→ **STATED EXERCISE**
Give back exactly the lines from the one containing "query (the noun phrase to segment): sky" through the end of the records, including both, and no others.

[Stored dataset items]
────────────────────────────────────────

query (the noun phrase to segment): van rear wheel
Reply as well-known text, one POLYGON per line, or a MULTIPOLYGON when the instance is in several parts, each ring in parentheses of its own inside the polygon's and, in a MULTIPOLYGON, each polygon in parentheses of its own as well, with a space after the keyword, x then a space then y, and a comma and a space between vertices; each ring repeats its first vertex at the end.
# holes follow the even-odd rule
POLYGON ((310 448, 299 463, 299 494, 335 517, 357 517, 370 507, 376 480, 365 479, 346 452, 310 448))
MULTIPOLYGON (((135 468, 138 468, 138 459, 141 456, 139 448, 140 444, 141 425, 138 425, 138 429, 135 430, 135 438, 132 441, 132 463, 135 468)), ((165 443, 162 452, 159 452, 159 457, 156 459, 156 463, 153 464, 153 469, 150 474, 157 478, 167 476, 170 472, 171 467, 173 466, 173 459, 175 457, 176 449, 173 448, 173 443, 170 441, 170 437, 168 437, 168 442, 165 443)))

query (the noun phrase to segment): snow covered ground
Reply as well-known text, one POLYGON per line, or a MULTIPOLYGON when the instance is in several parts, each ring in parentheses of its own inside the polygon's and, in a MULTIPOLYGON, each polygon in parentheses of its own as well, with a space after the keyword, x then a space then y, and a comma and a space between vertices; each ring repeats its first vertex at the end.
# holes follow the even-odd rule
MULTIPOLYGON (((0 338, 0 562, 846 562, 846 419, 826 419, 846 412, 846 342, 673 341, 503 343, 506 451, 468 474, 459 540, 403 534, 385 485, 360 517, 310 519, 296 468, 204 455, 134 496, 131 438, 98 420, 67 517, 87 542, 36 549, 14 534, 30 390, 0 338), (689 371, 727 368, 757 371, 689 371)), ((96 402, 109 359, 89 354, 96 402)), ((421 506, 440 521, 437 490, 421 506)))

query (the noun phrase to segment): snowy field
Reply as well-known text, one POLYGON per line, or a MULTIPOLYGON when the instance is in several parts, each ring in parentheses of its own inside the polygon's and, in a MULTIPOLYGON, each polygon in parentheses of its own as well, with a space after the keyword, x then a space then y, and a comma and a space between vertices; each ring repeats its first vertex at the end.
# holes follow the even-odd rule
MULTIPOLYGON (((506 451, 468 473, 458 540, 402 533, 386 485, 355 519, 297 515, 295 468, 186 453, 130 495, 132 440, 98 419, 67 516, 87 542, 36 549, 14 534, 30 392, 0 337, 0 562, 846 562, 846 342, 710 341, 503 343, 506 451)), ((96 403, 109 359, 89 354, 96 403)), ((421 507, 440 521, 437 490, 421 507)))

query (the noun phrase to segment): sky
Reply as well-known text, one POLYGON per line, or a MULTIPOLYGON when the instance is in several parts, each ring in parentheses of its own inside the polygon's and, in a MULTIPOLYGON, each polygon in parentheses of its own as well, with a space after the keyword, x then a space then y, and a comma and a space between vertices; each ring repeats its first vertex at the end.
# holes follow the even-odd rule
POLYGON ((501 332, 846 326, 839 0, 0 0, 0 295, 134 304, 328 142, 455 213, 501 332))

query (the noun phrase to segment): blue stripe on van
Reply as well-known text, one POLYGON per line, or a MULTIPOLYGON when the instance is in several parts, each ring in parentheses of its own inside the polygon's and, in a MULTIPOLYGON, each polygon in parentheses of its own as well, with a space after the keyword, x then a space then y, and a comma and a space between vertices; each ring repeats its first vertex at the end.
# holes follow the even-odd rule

────────────────────────────────────────

→ **WRITTEN ANSWER**
query (the noun phrase to segment): sky
Reply as well-known text, one POLYGON per line, or a MULTIPOLYGON when the instance is in several parts, each ring in parentheses of its own inside the polygon's and, in a MULTIPOLYGON, each polygon in parentheses of its own as well, with a space after the keyword, x then a space then y, and a comma and a space between vertices; each ring repeats its first vertex at the end.
# holes follow the even-odd rule
POLYGON ((501 332, 846 326, 839 0, 0 0, 0 295, 134 304, 328 142, 455 213, 501 332))

query (the noun phrase to segment): blue stripe on van
Reply as well-known text, one POLYGON per line, or a MULTIPOLYGON when the instance is in several parts, each ring in parentheses of its own inside the polygon's and, in a MULTIPOLYGON, each polygon in parentheses of its own as well, with a space after the keyword, x then a space then y, and a comma and a space between vertices; each ring repeats its first vertex at the end.
# holes follow the even-odd rule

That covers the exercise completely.